## THE REQUEST
Locate each line in the entries below that contains the string "chair" and copy it out in full. Matching is case-sensitive.

[Start of DATA PROVIDED]

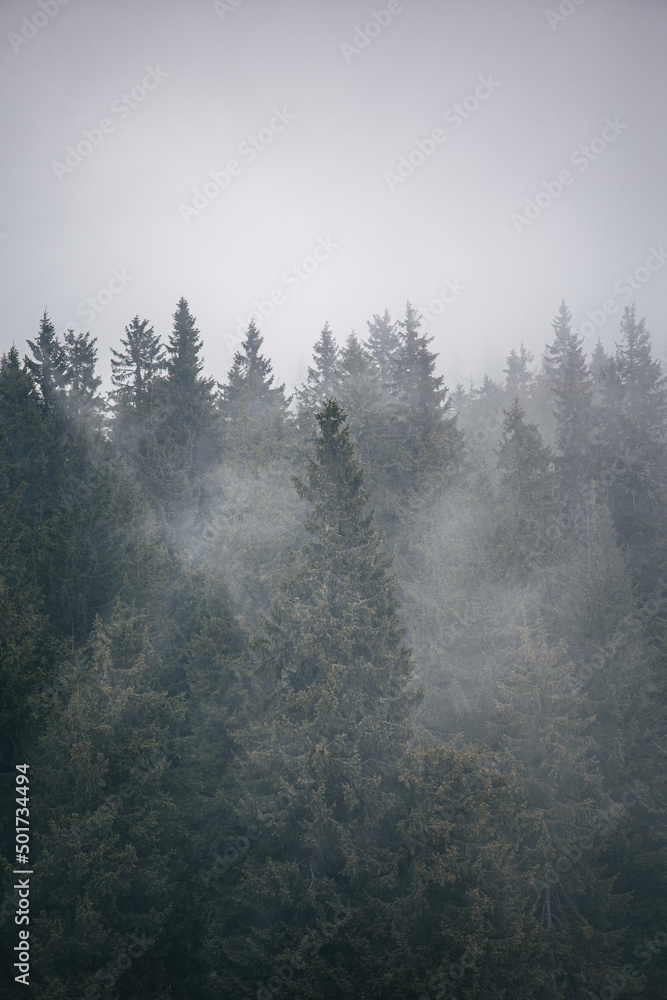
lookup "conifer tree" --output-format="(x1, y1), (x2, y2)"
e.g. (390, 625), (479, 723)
(366, 309), (399, 393)
(503, 341), (534, 403)
(299, 320), (340, 414)
(204, 400), (422, 996)
(111, 316), (165, 416)
(63, 330), (106, 433)
(598, 306), (667, 591)
(164, 298), (216, 468)
(385, 302), (463, 500)
(221, 319), (289, 460)
(545, 302), (595, 496)
(494, 397), (556, 577)
(542, 299), (572, 389)
(497, 620), (628, 1000)
(338, 332), (386, 474)
(26, 309), (65, 412)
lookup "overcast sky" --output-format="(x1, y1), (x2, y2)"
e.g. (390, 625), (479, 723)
(0, 0), (667, 388)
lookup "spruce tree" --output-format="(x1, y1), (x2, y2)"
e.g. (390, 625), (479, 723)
(503, 341), (535, 403)
(26, 309), (65, 412)
(385, 302), (463, 501)
(597, 306), (667, 592)
(366, 309), (399, 393)
(163, 298), (217, 468)
(545, 303), (595, 497)
(204, 400), (416, 996)
(221, 319), (290, 461)
(63, 330), (106, 433)
(111, 316), (165, 420)
(299, 320), (340, 416)
(493, 397), (556, 578)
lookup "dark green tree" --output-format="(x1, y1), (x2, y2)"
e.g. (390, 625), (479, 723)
(299, 321), (340, 415)
(493, 397), (557, 579)
(63, 330), (106, 433)
(26, 309), (65, 412)
(503, 341), (535, 403)
(204, 400), (416, 996)
(220, 319), (290, 462)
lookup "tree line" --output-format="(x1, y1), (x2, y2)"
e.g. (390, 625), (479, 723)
(0, 299), (667, 1000)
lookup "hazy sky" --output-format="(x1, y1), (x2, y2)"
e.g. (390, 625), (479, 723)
(0, 0), (667, 387)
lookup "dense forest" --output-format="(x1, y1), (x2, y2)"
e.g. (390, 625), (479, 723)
(0, 299), (667, 1000)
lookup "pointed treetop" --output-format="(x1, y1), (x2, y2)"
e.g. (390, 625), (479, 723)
(366, 309), (398, 384)
(111, 315), (166, 409)
(300, 320), (340, 409)
(26, 309), (65, 409)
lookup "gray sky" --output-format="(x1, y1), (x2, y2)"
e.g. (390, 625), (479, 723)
(0, 0), (667, 388)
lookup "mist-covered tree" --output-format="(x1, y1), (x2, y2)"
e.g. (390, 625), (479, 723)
(545, 303), (595, 494)
(494, 397), (556, 579)
(497, 620), (628, 1000)
(111, 316), (166, 430)
(598, 306), (667, 590)
(26, 309), (65, 413)
(204, 400), (415, 996)
(503, 341), (535, 403)
(63, 330), (106, 434)
(385, 302), (463, 499)
(366, 309), (399, 393)
(220, 319), (289, 461)
(299, 320), (340, 414)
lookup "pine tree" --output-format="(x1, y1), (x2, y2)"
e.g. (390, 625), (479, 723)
(366, 309), (399, 394)
(545, 302), (595, 496)
(385, 302), (463, 500)
(498, 620), (628, 1000)
(503, 341), (535, 402)
(598, 306), (667, 591)
(493, 397), (556, 577)
(63, 330), (106, 433)
(589, 337), (609, 390)
(299, 320), (340, 414)
(542, 299), (572, 389)
(202, 400), (422, 996)
(221, 319), (290, 461)
(337, 332), (386, 474)
(111, 316), (165, 416)
(164, 298), (216, 468)
(26, 309), (65, 411)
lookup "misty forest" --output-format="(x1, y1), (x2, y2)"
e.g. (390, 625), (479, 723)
(0, 299), (667, 1000)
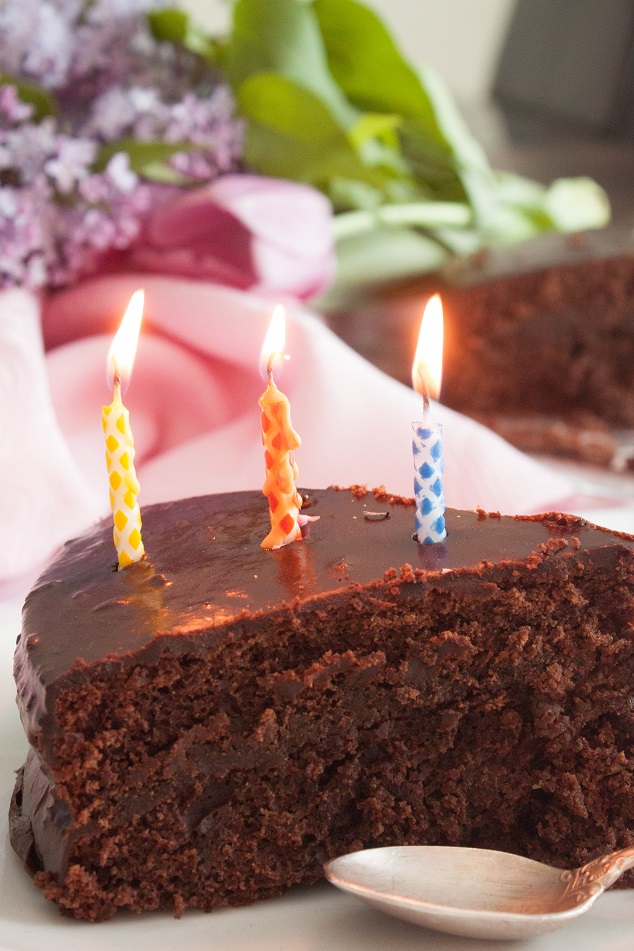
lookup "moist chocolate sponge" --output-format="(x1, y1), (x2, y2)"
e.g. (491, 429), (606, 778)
(11, 489), (634, 920)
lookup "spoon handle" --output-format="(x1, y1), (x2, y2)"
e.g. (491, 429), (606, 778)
(561, 846), (634, 904)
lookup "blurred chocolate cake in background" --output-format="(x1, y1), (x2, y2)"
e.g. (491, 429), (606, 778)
(327, 225), (634, 466)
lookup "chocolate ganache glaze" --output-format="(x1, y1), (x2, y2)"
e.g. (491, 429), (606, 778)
(15, 487), (634, 746)
(10, 487), (634, 920)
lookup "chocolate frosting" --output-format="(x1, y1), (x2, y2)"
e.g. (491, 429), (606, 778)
(15, 489), (634, 760)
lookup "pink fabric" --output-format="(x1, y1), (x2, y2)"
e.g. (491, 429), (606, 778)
(126, 175), (334, 300)
(0, 274), (570, 579)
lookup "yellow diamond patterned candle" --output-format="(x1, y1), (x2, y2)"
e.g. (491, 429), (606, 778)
(101, 291), (145, 569)
(259, 305), (302, 548)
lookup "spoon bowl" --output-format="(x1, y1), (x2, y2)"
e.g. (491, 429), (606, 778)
(325, 845), (634, 940)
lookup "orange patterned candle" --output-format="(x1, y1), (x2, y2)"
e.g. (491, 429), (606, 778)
(259, 304), (302, 548)
(101, 291), (145, 570)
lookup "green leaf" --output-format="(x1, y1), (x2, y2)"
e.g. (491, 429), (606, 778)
(326, 227), (450, 295)
(237, 73), (393, 199)
(222, 0), (358, 128)
(348, 112), (401, 148)
(314, 0), (495, 221)
(147, 7), (216, 61)
(147, 7), (189, 43)
(313, 0), (430, 121)
(0, 70), (58, 121)
(94, 139), (201, 184)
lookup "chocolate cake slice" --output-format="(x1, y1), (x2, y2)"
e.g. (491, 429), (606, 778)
(11, 488), (634, 920)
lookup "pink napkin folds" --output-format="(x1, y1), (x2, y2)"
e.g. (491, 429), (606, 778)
(0, 274), (571, 579)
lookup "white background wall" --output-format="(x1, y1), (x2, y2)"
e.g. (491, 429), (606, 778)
(181, 0), (515, 103)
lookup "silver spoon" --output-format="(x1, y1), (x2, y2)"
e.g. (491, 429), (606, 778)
(325, 845), (634, 939)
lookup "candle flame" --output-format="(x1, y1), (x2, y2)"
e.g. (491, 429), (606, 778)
(260, 304), (288, 380)
(108, 291), (145, 392)
(412, 294), (443, 399)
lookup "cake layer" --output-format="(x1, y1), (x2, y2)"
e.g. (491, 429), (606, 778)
(12, 490), (634, 919)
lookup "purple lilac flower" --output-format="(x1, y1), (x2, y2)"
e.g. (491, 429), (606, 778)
(0, 0), (167, 94)
(82, 85), (244, 182)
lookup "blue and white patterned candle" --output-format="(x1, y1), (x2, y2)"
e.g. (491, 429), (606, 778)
(412, 294), (447, 545)
(412, 422), (447, 545)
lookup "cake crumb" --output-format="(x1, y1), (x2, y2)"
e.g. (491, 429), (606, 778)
(537, 538), (568, 555)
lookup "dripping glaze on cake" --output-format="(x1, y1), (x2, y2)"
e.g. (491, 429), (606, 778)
(11, 487), (634, 920)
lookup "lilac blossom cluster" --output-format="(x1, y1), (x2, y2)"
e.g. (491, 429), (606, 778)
(0, 0), (242, 289)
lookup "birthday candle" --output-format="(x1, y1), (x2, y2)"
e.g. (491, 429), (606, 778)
(412, 294), (447, 545)
(258, 305), (302, 548)
(101, 291), (145, 569)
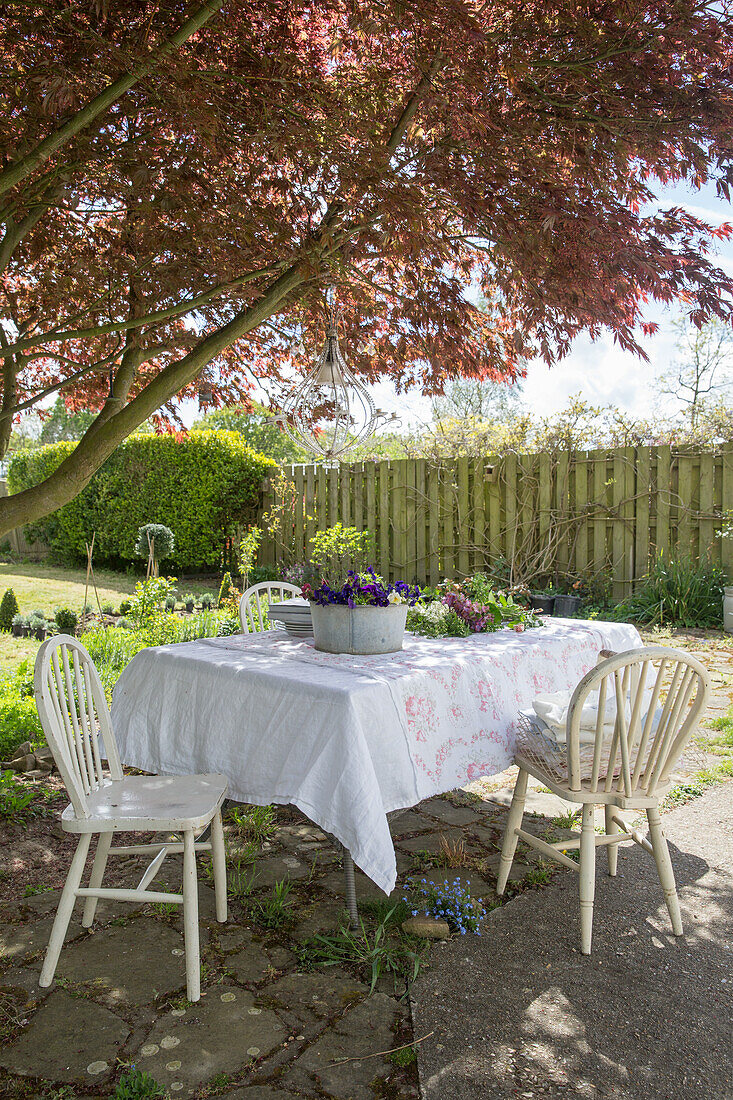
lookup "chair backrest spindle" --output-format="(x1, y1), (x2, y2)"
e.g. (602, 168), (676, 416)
(34, 634), (122, 817)
(239, 581), (300, 634)
(566, 646), (710, 799)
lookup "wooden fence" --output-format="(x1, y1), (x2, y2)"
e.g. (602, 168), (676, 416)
(259, 447), (733, 597)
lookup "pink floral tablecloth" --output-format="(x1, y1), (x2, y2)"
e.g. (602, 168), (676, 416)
(112, 619), (642, 892)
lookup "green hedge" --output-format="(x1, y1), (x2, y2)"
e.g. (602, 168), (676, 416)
(8, 431), (275, 571)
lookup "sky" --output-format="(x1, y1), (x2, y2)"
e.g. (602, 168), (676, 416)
(365, 178), (733, 426)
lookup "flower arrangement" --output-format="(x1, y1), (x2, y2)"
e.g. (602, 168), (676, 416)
(407, 573), (543, 638)
(300, 568), (420, 607)
(404, 879), (486, 936)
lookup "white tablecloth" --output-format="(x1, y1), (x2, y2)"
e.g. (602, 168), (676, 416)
(112, 619), (642, 892)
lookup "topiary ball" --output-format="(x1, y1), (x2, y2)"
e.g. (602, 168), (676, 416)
(135, 524), (176, 561)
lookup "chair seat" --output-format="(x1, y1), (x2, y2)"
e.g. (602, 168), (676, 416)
(62, 774), (227, 833)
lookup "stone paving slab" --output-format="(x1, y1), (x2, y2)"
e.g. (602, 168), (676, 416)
(134, 985), (285, 1097)
(284, 993), (407, 1100)
(56, 916), (186, 1008)
(412, 783), (733, 1100)
(0, 989), (130, 1085)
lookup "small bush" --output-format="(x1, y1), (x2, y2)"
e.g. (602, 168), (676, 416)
(0, 589), (20, 630)
(616, 554), (725, 629)
(55, 607), (79, 635)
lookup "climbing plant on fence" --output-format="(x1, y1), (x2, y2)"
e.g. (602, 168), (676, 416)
(259, 447), (733, 598)
(8, 431), (274, 570)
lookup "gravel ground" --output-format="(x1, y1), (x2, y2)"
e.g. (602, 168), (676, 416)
(412, 782), (733, 1100)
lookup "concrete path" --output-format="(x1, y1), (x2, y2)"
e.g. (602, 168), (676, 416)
(412, 782), (733, 1100)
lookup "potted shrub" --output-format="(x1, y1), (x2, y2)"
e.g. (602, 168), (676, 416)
(28, 612), (46, 641)
(529, 586), (557, 615)
(55, 607), (79, 637)
(0, 589), (20, 630)
(303, 569), (420, 653)
(553, 581), (583, 618)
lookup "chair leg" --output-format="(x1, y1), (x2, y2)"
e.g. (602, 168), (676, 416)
(343, 848), (359, 928)
(580, 802), (595, 955)
(496, 768), (529, 894)
(646, 806), (682, 936)
(211, 811), (227, 924)
(39, 833), (91, 988)
(81, 833), (112, 928)
(604, 806), (619, 877)
(183, 829), (201, 1001)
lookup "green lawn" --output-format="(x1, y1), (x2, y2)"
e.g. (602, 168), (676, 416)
(0, 562), (135, 615)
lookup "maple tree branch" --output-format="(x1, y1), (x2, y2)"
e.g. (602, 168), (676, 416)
(0, 0), (225, 202)
(0, 348), (120, 424)
(0, 265), (282, 360)
(0, 261), (307, 535)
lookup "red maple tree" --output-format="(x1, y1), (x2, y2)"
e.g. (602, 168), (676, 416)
(0, 0), (733, 532)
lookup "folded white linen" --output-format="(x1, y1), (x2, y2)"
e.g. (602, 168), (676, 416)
(532, 689), (652, 745)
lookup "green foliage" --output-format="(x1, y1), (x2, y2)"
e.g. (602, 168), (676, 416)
(308, 523), (374, 587)
(130, 576), (176, 628)
(110, 1067), (165, 1100)
(135, 524), (176, 561)
(239, 527), (262, 589)
(0, 661), (43, 760)
(54, 607), (79, 636)
(81, 611), (219, 696)
(297, 914), (423, 993)
(194, 403), (308, 462)
(407, 600), (471, 638)
(390, 1046), (417, 1069)
(0, 589), (20, 630)
(0, 771), (35, 817)
(227, 806), (277, 844)
(250, 879), (293, 928)
(615, 553), (725, 629)
(217, 573), (241, 622)
(8, 431), (273, 571)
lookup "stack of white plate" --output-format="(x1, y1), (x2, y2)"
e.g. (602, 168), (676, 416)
(270, 596), (313, 638)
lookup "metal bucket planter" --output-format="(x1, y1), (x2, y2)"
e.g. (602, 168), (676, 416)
(723, 587), (733, 634)
(310, 604), (407, 653)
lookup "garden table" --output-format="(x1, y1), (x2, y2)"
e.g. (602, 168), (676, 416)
(112, 619), (642, 909)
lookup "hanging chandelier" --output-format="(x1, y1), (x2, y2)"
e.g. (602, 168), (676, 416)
(273, 287), (398, 461)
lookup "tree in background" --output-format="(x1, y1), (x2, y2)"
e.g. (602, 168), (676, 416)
(193, 402), (311, 462)
(39, 397), (95, 447)
(433, 378), (522, 422)
(658, 320), (733, 432)
(0, 0), (733, 534)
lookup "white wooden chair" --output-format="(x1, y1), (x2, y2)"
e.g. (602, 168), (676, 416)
(239, 581), (300, 634)
(35, 634), (227, 1001)
(496, 646), (710, 955)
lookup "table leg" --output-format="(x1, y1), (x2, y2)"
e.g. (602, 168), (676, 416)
(343, 848), (359, 928)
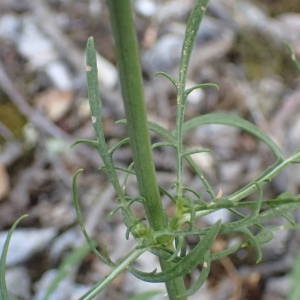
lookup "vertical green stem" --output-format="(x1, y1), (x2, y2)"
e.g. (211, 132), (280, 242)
(108, 0), (186, 300)
(175, 0), (209, 198)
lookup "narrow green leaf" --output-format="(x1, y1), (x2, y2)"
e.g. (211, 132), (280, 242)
(182, 148), (211, 157)
(0, 215), (28, 300)
(239, 228), (262, 263)
(178, 0), (208, 90)
(148, 122), (176, 147)
(72, 169), (112, 265)
(86, 37), (123, 200)
(130, 222), (221, 282)
(255, 228), (274, 244)
(79, 248), (147, 300)
(182, 251), (211, 297)
(287, 253), (300, 300)
(128, 290), (162, 300)
(185, 83), (219, 96)
(71, 139), (98, 149)
(183, 113), (284, 161)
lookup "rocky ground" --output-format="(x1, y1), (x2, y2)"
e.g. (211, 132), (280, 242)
(0, 0), (300, 300)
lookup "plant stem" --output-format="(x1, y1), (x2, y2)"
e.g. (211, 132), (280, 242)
(108, 0), (186, 300)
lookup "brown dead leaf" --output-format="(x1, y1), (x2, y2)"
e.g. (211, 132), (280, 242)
(34, 89), (73, 122)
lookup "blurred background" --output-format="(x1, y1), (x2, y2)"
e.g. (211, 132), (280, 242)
(0, 0), (300, 300)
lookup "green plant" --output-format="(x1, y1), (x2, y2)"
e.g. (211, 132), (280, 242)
(0, 0), (300, 300)
(73, 0), (300, 300)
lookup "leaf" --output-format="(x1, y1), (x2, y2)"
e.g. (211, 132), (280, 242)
(182, 113), (284, 161)
(182, 148), (211, 157)
(128, 290), (162, 300)
(44, 244), (90, 300)
(185, 83), (219, 96)
(130, 222), (221, 282)
(0, 215), (28, 300)
(71, 139), (98, 149)
(287, 253), (300, 300)
(178, 0), (209, 90)
(86, 37), (123, 199)
(180, 251), (211, 297)
(79, 247), (147, 300)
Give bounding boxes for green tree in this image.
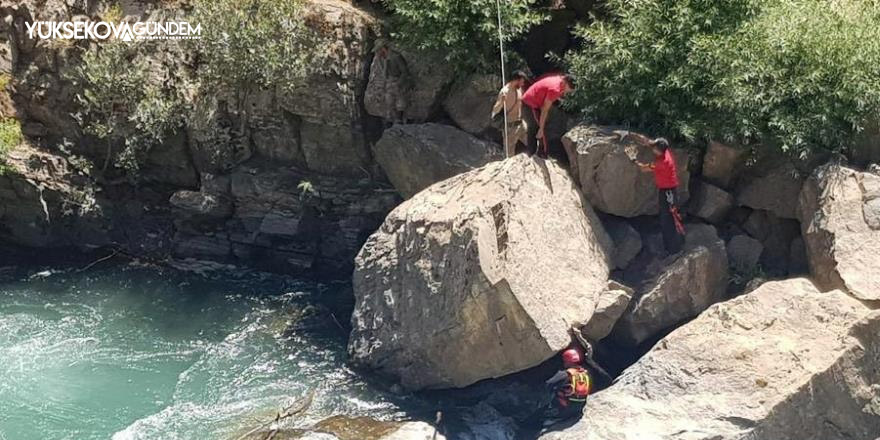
[191,0,317,102]
[566,0,880,155]
[384,0,548,70]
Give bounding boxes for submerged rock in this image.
[800,164,880,300]
[562,125,690,217]
[613,224,728,345]
[373,123,503,198]
[541,279,880,440]
[313,416,446,440]
[349,155,610,389]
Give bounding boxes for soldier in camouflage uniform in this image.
[376,40,412,124]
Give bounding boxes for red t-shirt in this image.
[654,148,678,189]
[523,75,565,110]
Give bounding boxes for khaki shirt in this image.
[492,85,522,123]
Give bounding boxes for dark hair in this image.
[510,70,529,81]
[651,138,669,152]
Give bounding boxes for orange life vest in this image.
[560,367,591,402]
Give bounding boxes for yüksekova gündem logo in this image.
[25,21,202,41]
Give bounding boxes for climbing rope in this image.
[495,0,510,152]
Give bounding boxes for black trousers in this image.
[522,104,541,155]
[657,188,684,254]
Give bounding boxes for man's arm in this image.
[538,99,553,138]
[633,160,654,173]
[544,371,568,389]
[492,90,507,118]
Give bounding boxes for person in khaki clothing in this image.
[375,39,412,124]
[492,70,528,157]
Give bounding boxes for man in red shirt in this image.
[522,74,574,157]
[635,135,685,254]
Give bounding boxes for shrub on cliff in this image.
[71,41,185,176]
[384,0,547,70]
[192,0,316,100]
[567,0,880,155]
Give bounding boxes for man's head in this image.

[End of DATA PROVIDED]

## RESPONSE TO THE TASK
lookup "chair backrest spindle" --output-format="(x1, y1), (x2, y2)"
lookup "chair seat" --output-format="(x1, y1), (x2, y2)"
lookup "chair leg" --output-format="(x1, y1), (x2, y2)"
lookup "white wooden chair" --output-format="(x1, y1), (x2, y2)"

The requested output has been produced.